抜粋:
▼
地方では、ひとつのお店の存在が地域に大きな影響をもたらします。物が売買されるだけでなく、人々の暮らしに新たなつながりや、ポジティブな変化が生み出されています。

 

今回は、東京から千葉県いすみ市に移住し、自分たちで育てた無農薬の玄米や野菜を使うマクロビオティック料理を提供する「ライステラスカフェ」のオーナーで、料理家の中島デコさんにお話を伺いました。食や農を通じて循環する暮らしを実践し、地域に開かれた場をつくる中島さんの営みには、“豊かな人生”へのヒントが詰まっています。

 

この記事は、特集「移住して始める、地域にひらかれたお店」の連載として、移住後に地域に根ざした活動を行い、まちに新しいつながりやポジティブな変化をもたらしているお店を紹介しています。

 

中島 デコ(なかじま でこ)さん

ライステラスカフェ オーナー、料理家

※プロフィール詳細は記事最下部に記載

 

「成り行き」で始まった無農薬の自家製玄米をつかったマクロビオティックカフェ

無農薬自家製玄米を使用したプレート。玄米菜食のおいしさを気軽に多くの人に知ってもらいたいという

 

千葉県いすみ市は九十九里浜の南端に位置し、2017年から学校給食が市内産有機米100%になるなど、自然と共生する里づくりに取り組んでいることが近年注目されています。
▲
課題 A: 抜粋の中で「」に囲まれている語句をすべて挙げてください。
課題 B: 抜粋の「地方では、ひとつのお店の存在」から「へのヒントが詰まっています。」までの部分を、「東京」を「大阪」に置き換えたうえで書き出してください。
課題 C: 抜粋にある次の一文を英語に訳してください。「千葉県いすみ市は九十九里浜の南端に位置し、2017年から学校給食が市内産有機米100%になるなど、自然と共生する里づくりに取り組んでいることが近年注目されています。」

[記録データ]
▼
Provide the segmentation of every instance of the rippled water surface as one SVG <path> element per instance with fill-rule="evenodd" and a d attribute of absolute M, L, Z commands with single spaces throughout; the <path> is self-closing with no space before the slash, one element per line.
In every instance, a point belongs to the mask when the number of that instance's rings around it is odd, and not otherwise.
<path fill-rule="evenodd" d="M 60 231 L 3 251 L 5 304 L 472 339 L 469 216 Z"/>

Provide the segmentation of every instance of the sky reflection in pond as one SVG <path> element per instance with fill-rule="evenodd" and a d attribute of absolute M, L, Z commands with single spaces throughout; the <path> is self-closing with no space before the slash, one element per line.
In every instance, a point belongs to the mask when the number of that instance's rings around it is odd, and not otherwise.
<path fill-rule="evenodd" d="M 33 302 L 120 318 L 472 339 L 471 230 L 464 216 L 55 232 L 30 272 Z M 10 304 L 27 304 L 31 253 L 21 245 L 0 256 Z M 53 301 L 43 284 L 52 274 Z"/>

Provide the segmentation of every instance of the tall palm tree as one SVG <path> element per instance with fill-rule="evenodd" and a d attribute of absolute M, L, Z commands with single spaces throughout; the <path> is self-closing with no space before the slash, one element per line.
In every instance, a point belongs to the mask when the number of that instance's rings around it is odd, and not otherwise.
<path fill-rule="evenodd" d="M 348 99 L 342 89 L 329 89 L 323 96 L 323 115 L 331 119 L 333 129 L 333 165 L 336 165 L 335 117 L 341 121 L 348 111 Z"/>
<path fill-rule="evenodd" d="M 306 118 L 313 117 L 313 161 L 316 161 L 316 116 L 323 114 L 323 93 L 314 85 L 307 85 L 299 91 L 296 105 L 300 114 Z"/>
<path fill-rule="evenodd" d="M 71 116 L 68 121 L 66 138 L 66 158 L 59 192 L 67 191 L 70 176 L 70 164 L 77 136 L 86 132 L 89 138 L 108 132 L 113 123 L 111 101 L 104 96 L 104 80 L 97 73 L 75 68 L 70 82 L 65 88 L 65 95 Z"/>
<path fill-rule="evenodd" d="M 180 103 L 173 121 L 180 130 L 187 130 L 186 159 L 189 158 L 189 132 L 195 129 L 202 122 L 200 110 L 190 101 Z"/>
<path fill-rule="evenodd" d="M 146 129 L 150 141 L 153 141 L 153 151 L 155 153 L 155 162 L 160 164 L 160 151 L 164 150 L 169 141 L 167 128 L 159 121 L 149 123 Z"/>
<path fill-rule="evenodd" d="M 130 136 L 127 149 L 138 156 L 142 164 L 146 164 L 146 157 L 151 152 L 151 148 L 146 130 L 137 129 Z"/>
▲
模範解答 A:
「ライステラスカフェ」
「移住して始める、地域にひらかれたお店」
「成り行き」

模範解答 B:
地方では、ひとつのお店の存在が地域に大きな影響をもたらします。物が売買されるだけでなく、人々の暮らしに新たなつながりや、ポジティブな変化が生み出されています。

 

今回は、大阪から千葉県いすみ市に移住し、自分たちで育てた無農薬の玄米や野菜を使うマクロビオティック料理を提供する「ライステラスカフェ」のオーナーで、料理家の中島デコさんにお話を伺いました。食や農を通じて循環する暮らしを実践し、地域に開かれた場をつくる中島さんの営みには、“豊かな人生”へのヒントが詰まっています。

模範解答 C: Isumi City in Chiba Prefecture is located at the southern end of Kujukuri Beach, and in recent years it has drawn attention for its efforts to build a community that coexists with nature, such as switching its school lunches to 100% organic rice grown within the city starting in 2017.